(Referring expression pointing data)
BEGIN

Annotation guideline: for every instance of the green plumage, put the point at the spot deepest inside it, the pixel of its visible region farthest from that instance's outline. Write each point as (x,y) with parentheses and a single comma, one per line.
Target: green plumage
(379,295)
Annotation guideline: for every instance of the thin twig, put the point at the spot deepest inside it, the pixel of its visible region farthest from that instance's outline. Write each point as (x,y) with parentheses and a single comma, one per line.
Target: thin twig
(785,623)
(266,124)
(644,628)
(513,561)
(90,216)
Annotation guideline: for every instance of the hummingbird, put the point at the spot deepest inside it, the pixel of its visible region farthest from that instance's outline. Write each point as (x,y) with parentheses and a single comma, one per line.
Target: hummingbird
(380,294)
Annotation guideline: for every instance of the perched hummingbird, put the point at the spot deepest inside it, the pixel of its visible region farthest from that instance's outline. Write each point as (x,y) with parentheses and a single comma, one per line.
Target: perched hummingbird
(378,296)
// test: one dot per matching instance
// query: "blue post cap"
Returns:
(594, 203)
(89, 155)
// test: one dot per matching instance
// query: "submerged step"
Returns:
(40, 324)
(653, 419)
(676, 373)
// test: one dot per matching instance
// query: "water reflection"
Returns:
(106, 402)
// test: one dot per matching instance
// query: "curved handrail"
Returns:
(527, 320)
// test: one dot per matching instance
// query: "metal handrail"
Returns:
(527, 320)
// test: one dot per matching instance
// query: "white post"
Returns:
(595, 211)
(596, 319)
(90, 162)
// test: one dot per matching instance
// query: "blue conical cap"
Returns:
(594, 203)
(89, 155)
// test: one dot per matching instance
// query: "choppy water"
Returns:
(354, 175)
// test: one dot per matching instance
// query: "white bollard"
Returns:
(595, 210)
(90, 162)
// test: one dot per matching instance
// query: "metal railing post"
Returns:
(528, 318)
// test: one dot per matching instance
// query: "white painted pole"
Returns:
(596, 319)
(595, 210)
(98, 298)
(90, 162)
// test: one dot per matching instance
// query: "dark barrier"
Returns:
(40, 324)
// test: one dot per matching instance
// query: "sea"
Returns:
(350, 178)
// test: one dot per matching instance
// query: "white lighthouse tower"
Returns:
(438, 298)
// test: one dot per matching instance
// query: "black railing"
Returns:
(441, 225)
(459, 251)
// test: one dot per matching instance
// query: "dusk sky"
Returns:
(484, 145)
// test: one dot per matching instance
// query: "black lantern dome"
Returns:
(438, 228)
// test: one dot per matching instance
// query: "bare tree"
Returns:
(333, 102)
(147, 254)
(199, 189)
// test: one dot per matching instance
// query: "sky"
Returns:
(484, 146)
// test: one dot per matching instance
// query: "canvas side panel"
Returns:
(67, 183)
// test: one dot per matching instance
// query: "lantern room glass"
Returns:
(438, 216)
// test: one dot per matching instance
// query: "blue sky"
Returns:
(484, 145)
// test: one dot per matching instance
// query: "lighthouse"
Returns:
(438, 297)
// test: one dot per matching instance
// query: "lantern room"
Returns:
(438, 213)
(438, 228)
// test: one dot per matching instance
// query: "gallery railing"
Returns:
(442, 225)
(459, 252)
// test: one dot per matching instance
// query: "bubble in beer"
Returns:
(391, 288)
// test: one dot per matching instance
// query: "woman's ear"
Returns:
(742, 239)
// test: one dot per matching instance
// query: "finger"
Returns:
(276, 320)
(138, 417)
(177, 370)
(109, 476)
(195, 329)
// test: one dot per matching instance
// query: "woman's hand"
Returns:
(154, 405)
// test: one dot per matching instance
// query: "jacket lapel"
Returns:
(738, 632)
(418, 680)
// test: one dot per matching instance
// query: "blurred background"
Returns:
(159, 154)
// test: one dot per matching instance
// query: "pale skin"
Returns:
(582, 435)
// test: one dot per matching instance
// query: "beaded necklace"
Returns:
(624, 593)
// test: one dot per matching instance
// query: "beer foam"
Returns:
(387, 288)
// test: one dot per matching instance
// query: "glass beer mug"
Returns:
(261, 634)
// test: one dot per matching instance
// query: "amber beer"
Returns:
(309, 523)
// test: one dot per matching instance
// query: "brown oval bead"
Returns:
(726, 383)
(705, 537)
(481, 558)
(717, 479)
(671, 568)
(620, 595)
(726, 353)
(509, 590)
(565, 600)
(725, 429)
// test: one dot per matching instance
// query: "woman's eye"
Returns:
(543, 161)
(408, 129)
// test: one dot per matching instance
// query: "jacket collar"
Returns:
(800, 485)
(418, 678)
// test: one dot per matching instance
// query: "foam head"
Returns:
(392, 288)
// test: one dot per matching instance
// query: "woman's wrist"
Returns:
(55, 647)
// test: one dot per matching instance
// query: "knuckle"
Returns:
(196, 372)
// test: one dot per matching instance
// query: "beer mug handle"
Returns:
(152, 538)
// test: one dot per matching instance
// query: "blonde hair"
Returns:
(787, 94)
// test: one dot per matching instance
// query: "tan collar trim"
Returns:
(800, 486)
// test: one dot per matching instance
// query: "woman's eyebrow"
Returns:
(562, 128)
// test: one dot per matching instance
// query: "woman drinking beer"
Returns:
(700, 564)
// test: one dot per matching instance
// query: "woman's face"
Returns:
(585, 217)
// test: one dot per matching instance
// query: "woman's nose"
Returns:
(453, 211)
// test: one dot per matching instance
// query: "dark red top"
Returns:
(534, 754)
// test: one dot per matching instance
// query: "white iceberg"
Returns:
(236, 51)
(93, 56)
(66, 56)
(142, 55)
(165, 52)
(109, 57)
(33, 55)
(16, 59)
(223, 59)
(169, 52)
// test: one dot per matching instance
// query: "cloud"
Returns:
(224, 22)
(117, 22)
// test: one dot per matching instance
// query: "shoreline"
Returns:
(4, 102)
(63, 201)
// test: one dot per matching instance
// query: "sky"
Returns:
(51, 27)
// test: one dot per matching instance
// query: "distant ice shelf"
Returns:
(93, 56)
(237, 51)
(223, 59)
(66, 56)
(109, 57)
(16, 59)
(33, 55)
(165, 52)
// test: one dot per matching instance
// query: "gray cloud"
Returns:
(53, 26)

END

Across the data above, how many lines contain "metal"? Reply with a bare number.

2